*WHAT IS BEING ASKED*. Your task is to give the data again, exactly, with every line intact.

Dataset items
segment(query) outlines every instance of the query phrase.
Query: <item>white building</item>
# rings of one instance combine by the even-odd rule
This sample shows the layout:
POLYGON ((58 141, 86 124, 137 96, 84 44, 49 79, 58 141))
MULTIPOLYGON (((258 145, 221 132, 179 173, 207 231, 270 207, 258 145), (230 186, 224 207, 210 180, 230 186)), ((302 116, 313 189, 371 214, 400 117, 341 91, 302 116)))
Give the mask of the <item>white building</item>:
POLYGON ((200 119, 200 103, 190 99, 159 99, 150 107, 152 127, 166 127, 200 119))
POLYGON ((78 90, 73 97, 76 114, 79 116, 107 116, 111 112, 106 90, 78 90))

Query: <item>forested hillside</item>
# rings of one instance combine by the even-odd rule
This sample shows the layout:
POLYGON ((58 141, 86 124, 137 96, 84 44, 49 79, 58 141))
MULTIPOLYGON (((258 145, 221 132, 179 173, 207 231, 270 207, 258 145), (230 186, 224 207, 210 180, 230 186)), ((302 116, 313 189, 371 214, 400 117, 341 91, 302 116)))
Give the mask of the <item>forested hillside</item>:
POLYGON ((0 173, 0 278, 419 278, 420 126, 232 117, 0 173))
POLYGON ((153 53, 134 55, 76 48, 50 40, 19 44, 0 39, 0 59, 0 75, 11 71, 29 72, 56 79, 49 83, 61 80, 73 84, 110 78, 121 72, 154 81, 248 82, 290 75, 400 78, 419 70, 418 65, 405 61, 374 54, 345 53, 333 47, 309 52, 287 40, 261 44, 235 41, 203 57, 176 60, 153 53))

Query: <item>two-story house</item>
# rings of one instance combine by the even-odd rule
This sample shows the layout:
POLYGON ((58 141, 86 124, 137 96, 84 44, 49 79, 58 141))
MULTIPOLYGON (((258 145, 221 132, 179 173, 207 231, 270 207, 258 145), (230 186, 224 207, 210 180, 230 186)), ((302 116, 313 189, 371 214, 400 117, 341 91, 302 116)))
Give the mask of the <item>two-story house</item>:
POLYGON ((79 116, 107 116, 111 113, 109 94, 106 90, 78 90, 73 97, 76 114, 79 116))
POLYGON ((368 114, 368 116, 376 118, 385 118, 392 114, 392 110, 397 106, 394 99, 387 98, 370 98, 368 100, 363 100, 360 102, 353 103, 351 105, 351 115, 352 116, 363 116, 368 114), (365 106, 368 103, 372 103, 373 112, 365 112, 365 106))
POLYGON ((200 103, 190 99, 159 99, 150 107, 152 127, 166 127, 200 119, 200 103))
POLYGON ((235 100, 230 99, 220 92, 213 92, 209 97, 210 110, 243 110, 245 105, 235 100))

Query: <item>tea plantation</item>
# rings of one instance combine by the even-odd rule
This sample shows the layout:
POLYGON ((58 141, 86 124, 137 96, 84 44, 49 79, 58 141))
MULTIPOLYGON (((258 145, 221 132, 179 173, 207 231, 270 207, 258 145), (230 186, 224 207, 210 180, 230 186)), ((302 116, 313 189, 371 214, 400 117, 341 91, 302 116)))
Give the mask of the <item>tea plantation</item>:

*EXPECTED ANSWER*.
segment(query) outlines every instance of the query phrase.
Query: <item>white building</item>
# rings of one instance combine by the even-odd rule
This sample shows the layout:
POLYGON ((58 141, 86 124, 137 96, 84 44, 49 79, 58 141))
MULTIPOLYGON (((258 145, 221 132, 179 173, 207 231, 270 207, 258 145), (230 186, 224 207, 210 180, 230 186)), ((302 116, 313 189, 371 214, 400 117, 341 91, 302 116)))
Give the mask of the <item>white building</item>:
POLYGON ((200 119, 200 103, 190 99, 159 99, 150 107, 152 127, 166 127, 200 119))
POLYGON ((78 90, 73 97, 76 114, 79 116, 107 116, 111 112, 106 90, 78 90))

Query: <item>forested hillside</item>
# rings of one instance combine by the even-odd rule
This sample shows the layout:
POLYGON ((58 141, 86 124, 137 96, 84 44, 49 79, 58 141))
MULTIPOLYGON (((258 145, 221 132, 179 173, 207 231, 270 207, 258 145), (230 186, 224 207, 210 180, 230 186)), ((302 116, 313 189, 371 214, 400 117, 341 91, 302 116)))
Give the mask of the <item>forested hillside</item>:
POLYGON ((0 173, 0 278, 419 278, 420 126, 232 117, 0 173))
POLYGON ((153 53, 134 55, 76 48, 50 40, 19 44, 0 39, 0 59, 0 75, 11 71, 29 72, 56 79, 49 83, 61 80, 73 84, 110 78, 121 72, 154 81, 248 82, 290 75, 400 78, 419 70, 418 65, 405 61, 374 54, 345 53, 333 47, 309 52, 287 40, 261 44, 235 41, 203 57, 176 60, 153 53))

Query: <item>two-story house</item>
# rings of one instance combine by the even-odd rule
This sample shows the layout:
POLYGON ((58 141, 86 124, 137 96, 84 44, 49 79, 58 141))
MULTIPOLYGON (((258 145, 221 132, 179 173, 207 231, 270 207, 258 145), (230 186, 224 207, 210 180, 230 186)), ((302 116, 313 189, 371 214, 400 117, 341 91, 302 116)))
Give the mask of the <item>two-story house</item>:
POLYGON ((79 116, 107 116, 111 113, 109 94, 106 90, 78 90, 73 97, 76 114, 79 116))
POLYGON ((368 114, 368 116, 376 118, 385 118, 392 114, 392 110, 397 106, 394 99, 387 98, 370 98, 368 100, 363 100, 360 102, 353 103, 351 105, 351 115, 352 116, 363 116, 368 114), (365 106, 368 103, 372 103, 373 112, 365 112, 365 106))
POLYGON ((200 103, 190 99, 159 99, 150 107, 152 127, 166 127, 200 119, 200 103))
POLYGON ((235 100, 230 99, 220 92, 213 92, 209 97, 210 110, 243 110, 245 105, 235 100))

Query: <item>tea plantation</item>
# rings of one instance combine by the even-odd rule
This sample shows the layout:
POLYGON ((58 141, 86 124, 137 96, 84 44, 49 79, 58 141))
MULTIPOLYGON (((258 145, 221 132, 179 173, 207 231, 270 207, 258 145), (230 186, 224 207, 210 180, 230 186)), ((302 116, 313 189, 371 214, 400 117, 341 91, 302 116)))
Give the mask of the <item>tea plantation</item>:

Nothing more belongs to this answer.